§ Work to be completed
Your answer should consist only of the lines from the line containing "TARGET = red car" through the last line below, each repeated exactly.

§ Input data
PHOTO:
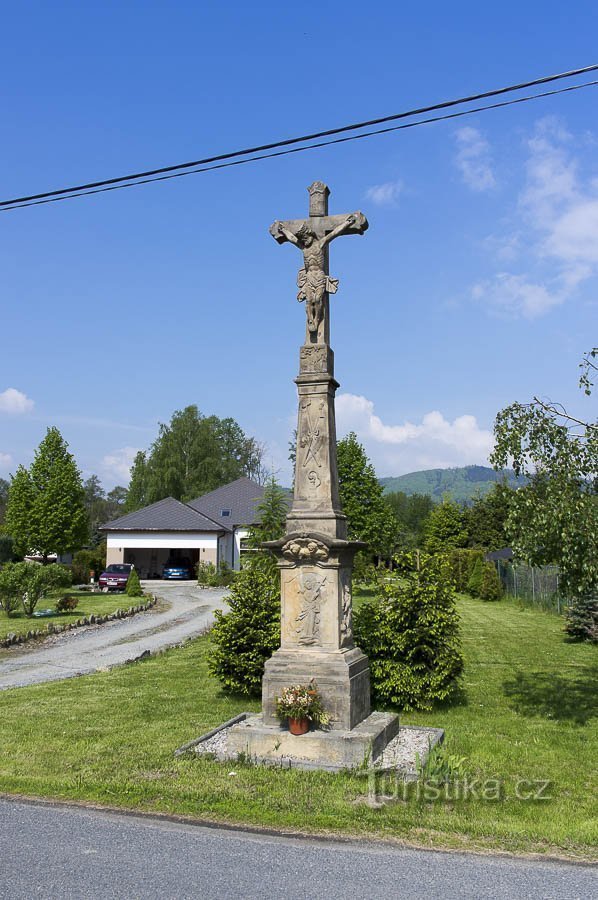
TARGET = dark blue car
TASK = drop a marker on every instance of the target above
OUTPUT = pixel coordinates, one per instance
(177, 569)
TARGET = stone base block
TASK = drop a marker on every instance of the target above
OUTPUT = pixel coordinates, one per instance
(342, 677)
(318, 749)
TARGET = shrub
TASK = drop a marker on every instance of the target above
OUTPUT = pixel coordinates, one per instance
(66, 604)
(244, 638)
(205, 573)
(30, 582)
(6, 548)
(133, 588)
(225, 574)
(410, 633)
(210, 576)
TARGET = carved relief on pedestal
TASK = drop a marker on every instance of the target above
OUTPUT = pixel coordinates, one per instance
(313, 359)
(312, 433)
(314, 480)
(311, 589)
(346, 635)
(305, 548)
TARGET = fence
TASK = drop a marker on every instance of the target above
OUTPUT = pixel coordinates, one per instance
(532, 585)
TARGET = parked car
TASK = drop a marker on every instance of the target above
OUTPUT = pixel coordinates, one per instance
(177, 568)
(115, 577)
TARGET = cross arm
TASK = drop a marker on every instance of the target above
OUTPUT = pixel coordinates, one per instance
(320, 225)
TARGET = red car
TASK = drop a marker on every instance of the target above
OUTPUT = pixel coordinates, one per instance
(115, 577)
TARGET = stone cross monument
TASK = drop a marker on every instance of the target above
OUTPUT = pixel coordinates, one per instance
(315, 558)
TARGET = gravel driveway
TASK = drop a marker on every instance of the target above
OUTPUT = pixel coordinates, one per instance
(85, 650)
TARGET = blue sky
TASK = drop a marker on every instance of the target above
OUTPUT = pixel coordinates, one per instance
(475, 285)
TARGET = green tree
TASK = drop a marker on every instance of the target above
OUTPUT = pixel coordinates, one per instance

§ The answer
TARGET = red car
TASK = drop a marker on every instance of the target above
OUTPUT = pixel coordinates, one per instance
(115, 577)
TARGET = stone cross monument
TASK = drop a marker on every instance of the target above
OUTPUT = pixel coordinates, one per instance
(315, 558)
TARGET = gravel driveway
TASK = drop a marker on every instance of the target above
OUTPUT = pixel coordinates, one per instance
(85, 650)
TARGET = blue sky
TASK = drop a marker on every instance of the target above
OUTPUT = pixel coordinates, one per instance
(475, 285)
TARGET = green tree
TASK = drop a marker on every instance of the target above
OUTPUT = pixel coordinates, one per instance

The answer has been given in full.